▸ **Prompt**: Set down, in full, every record in the block.

▸ **Records for this task**:
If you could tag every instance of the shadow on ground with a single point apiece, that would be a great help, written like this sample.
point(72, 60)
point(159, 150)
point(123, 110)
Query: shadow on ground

▸ **The output**:
If you could tag every instance of the shadow on ground with a single point apiece, that would be a great help, written like this sample.
point(72, 60)
point(159, 150)
point(123, 110)
Query: shadow on ground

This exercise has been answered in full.